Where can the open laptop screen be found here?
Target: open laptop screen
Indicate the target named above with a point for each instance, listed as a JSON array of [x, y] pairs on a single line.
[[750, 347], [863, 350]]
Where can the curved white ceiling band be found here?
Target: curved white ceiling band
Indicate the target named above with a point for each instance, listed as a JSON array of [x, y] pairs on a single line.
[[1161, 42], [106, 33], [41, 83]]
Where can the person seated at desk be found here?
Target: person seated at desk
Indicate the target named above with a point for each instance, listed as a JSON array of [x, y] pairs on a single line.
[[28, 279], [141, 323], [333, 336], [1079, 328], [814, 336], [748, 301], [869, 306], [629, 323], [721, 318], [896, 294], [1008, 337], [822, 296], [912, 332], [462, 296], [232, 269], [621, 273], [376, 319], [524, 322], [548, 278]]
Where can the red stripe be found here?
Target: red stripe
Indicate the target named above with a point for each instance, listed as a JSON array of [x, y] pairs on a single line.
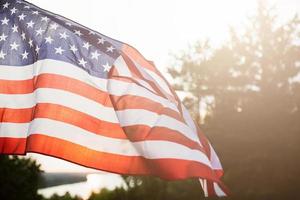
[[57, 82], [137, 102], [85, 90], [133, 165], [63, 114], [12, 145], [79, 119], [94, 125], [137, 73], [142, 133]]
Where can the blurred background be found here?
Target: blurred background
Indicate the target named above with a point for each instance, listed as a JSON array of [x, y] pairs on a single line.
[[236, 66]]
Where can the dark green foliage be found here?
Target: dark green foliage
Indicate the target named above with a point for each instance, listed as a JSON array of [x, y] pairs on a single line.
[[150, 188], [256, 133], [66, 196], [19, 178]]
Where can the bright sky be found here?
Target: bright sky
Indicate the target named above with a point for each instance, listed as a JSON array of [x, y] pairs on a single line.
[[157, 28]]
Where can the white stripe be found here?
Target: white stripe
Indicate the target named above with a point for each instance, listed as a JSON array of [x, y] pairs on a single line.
* * *
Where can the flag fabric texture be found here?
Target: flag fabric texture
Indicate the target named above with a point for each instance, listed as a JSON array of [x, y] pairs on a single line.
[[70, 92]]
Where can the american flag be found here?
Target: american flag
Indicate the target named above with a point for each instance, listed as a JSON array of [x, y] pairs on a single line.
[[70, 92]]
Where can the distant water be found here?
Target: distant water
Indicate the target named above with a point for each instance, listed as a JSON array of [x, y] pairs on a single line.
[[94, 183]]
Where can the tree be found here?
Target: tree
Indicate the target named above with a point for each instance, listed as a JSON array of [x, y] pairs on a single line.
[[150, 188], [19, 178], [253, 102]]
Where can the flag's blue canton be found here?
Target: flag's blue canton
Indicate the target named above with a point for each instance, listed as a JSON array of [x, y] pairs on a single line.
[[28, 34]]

— Goal —
Count the lines in the records above that contain the word "background". Reply with the number only.

— Task answer —
2